Collect every line in the listing below that contains the word "cabinet". Case counts.

-- start of Excerpted records --

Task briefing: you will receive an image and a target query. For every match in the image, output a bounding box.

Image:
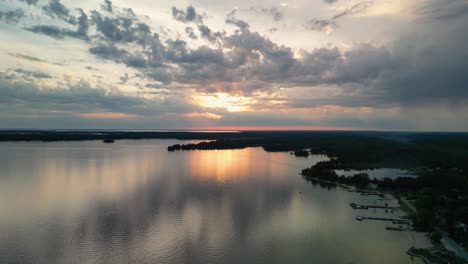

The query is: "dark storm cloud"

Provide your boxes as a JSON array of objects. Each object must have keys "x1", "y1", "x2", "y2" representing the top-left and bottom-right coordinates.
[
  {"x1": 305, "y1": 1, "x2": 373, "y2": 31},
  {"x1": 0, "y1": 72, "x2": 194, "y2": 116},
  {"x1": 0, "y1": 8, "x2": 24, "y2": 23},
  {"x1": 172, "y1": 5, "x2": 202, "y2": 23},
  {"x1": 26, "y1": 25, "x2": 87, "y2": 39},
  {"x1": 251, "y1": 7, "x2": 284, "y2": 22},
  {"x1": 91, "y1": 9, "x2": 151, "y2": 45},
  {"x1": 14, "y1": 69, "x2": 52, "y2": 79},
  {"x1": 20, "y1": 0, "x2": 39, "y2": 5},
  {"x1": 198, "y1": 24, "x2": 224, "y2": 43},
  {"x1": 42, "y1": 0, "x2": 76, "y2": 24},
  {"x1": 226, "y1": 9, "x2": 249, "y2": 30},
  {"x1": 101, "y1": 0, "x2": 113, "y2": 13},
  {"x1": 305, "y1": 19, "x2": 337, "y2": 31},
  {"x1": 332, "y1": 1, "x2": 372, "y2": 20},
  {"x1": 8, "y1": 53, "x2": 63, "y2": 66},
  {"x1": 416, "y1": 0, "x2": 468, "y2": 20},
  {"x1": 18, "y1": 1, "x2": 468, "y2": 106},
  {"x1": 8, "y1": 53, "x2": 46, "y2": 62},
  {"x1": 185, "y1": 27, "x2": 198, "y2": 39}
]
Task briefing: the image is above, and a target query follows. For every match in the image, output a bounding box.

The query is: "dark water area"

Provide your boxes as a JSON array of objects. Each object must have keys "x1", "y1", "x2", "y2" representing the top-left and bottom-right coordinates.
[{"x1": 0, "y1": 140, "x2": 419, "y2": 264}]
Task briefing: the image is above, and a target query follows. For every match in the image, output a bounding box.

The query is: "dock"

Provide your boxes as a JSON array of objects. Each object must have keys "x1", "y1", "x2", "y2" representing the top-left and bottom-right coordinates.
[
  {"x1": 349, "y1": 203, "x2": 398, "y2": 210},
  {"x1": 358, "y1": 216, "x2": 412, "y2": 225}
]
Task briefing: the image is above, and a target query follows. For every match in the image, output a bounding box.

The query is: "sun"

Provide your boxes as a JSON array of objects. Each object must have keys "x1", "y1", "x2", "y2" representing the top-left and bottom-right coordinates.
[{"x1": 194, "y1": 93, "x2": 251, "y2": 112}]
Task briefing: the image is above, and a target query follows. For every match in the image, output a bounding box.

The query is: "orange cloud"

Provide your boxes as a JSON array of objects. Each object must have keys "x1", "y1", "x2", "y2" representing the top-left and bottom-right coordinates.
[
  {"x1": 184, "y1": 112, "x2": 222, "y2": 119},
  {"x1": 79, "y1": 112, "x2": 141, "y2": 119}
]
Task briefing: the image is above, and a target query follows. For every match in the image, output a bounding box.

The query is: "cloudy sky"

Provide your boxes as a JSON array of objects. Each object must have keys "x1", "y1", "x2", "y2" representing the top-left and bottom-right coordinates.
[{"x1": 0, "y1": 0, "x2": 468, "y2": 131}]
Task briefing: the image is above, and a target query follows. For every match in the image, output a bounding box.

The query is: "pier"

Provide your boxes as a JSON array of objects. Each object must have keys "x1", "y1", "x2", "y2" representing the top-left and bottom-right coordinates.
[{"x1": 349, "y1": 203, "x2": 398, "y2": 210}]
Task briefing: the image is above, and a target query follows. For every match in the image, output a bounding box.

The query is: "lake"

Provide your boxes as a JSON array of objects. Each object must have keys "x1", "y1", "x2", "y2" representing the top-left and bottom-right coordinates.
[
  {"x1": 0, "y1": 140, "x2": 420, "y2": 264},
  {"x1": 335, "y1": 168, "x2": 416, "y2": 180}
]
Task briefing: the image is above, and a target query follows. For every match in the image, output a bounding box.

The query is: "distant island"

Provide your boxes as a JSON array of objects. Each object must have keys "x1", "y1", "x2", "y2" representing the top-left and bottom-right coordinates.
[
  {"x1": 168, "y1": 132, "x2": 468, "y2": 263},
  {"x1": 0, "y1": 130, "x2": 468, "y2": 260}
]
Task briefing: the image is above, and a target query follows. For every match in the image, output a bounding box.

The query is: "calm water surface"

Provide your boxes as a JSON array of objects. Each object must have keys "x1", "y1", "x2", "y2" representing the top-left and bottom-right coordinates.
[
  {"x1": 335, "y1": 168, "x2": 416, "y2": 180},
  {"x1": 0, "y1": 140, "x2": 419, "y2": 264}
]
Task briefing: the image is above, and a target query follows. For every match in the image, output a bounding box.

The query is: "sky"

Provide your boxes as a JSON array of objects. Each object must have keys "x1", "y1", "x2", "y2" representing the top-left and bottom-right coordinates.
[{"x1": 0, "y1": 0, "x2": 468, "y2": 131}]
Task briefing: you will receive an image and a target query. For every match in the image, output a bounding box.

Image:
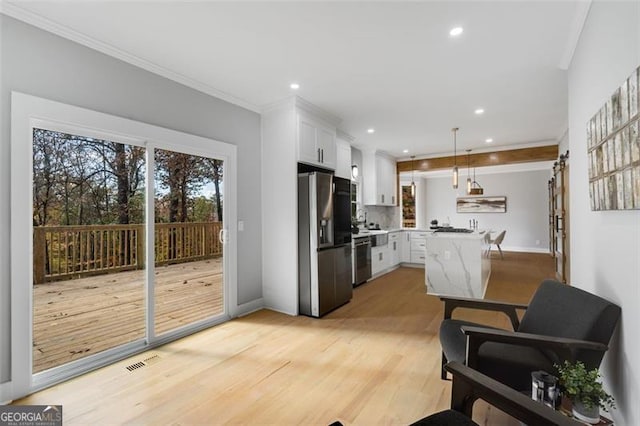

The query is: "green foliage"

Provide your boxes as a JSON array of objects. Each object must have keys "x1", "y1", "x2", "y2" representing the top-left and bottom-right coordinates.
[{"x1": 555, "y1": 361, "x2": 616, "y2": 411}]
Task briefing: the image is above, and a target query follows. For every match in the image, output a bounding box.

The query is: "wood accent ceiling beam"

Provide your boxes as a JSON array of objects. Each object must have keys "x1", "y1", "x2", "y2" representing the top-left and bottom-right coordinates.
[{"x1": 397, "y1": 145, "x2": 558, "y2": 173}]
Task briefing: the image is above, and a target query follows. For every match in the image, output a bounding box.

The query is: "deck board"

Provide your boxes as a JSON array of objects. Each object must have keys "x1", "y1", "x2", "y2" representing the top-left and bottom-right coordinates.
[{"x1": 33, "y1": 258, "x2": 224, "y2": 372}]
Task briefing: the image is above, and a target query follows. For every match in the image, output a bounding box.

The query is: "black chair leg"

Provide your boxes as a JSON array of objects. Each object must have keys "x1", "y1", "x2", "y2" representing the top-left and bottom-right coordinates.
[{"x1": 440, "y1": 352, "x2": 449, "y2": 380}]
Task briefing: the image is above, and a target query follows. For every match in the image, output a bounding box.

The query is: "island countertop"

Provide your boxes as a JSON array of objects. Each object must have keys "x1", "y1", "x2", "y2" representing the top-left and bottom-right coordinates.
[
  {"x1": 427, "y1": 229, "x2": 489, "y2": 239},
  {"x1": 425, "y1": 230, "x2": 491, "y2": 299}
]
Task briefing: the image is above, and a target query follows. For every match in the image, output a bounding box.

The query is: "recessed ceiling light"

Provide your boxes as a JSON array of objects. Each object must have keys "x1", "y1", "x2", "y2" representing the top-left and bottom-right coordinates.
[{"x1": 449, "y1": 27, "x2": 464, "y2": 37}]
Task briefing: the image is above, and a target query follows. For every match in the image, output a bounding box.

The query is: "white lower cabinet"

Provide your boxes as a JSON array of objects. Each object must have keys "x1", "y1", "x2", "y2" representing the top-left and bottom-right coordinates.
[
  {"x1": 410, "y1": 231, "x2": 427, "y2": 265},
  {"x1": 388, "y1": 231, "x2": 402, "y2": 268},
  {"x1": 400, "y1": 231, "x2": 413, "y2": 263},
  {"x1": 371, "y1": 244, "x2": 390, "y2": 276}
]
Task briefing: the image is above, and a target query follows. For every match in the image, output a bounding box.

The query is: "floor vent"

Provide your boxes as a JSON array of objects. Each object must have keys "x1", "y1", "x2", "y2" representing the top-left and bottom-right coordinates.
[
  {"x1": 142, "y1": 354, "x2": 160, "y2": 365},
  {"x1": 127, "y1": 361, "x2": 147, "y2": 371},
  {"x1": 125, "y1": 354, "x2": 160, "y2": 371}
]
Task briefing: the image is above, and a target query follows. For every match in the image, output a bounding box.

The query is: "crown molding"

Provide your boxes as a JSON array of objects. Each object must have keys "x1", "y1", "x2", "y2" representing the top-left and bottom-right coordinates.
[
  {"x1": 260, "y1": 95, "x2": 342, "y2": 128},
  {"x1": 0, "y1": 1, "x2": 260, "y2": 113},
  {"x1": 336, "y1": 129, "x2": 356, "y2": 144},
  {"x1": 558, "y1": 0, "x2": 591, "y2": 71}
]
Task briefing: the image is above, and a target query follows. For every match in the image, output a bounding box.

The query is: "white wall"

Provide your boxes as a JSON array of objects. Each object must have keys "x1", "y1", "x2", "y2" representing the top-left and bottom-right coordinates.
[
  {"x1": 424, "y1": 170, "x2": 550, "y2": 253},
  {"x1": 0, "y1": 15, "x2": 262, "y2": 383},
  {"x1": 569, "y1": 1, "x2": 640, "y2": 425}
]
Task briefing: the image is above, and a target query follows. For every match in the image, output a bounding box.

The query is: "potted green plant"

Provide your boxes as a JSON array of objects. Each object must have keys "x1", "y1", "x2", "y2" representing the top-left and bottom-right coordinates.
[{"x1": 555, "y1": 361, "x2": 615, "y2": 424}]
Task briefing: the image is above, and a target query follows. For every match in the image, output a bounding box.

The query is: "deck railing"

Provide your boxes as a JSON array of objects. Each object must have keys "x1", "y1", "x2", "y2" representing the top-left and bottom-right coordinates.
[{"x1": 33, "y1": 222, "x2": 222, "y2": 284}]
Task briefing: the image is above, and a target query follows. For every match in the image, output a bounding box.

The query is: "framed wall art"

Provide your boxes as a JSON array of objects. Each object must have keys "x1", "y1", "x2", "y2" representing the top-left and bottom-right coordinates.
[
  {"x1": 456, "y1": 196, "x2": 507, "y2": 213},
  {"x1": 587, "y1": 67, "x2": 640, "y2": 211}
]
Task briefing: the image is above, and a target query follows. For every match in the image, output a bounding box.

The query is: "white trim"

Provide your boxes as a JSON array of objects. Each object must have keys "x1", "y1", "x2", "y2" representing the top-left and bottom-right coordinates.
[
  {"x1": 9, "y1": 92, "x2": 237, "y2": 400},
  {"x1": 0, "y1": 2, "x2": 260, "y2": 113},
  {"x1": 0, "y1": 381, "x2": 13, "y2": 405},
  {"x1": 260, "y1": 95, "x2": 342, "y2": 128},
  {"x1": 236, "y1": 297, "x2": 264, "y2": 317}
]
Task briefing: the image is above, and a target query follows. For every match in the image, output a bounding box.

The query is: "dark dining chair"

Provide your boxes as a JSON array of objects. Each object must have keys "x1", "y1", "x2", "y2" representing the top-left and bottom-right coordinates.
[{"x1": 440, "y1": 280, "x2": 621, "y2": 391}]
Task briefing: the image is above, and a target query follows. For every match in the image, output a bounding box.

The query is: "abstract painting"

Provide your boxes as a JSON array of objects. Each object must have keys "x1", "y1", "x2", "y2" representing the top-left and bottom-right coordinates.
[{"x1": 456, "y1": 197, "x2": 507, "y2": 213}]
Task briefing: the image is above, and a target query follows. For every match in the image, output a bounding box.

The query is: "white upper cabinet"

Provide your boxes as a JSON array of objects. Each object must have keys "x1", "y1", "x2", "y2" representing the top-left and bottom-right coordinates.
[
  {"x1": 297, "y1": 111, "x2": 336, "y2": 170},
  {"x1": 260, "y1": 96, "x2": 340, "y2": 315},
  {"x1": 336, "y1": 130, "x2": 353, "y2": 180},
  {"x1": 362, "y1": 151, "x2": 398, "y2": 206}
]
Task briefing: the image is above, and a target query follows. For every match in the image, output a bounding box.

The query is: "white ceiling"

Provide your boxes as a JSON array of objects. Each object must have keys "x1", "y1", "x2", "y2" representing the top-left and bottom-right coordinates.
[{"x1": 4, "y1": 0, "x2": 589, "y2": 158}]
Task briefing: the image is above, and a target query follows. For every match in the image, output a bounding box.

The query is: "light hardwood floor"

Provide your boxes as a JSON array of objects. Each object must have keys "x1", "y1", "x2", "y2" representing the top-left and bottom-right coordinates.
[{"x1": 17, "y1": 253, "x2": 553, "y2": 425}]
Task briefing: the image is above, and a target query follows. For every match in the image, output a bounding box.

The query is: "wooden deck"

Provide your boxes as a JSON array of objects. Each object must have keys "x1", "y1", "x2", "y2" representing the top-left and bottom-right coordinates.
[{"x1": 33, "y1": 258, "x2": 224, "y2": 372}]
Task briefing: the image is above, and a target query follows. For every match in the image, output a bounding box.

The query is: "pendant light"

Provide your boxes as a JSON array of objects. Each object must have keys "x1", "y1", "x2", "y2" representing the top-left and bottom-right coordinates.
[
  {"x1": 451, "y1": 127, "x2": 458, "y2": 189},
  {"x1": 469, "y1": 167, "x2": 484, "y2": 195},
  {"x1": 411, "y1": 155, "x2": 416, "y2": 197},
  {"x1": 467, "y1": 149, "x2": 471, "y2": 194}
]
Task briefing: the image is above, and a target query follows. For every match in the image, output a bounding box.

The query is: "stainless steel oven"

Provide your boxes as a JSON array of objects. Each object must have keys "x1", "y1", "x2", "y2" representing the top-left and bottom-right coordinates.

-- end of Excerpted records --

### Result of the task
The query is: "white lower cabinet"
The query is: "white upper cabinet"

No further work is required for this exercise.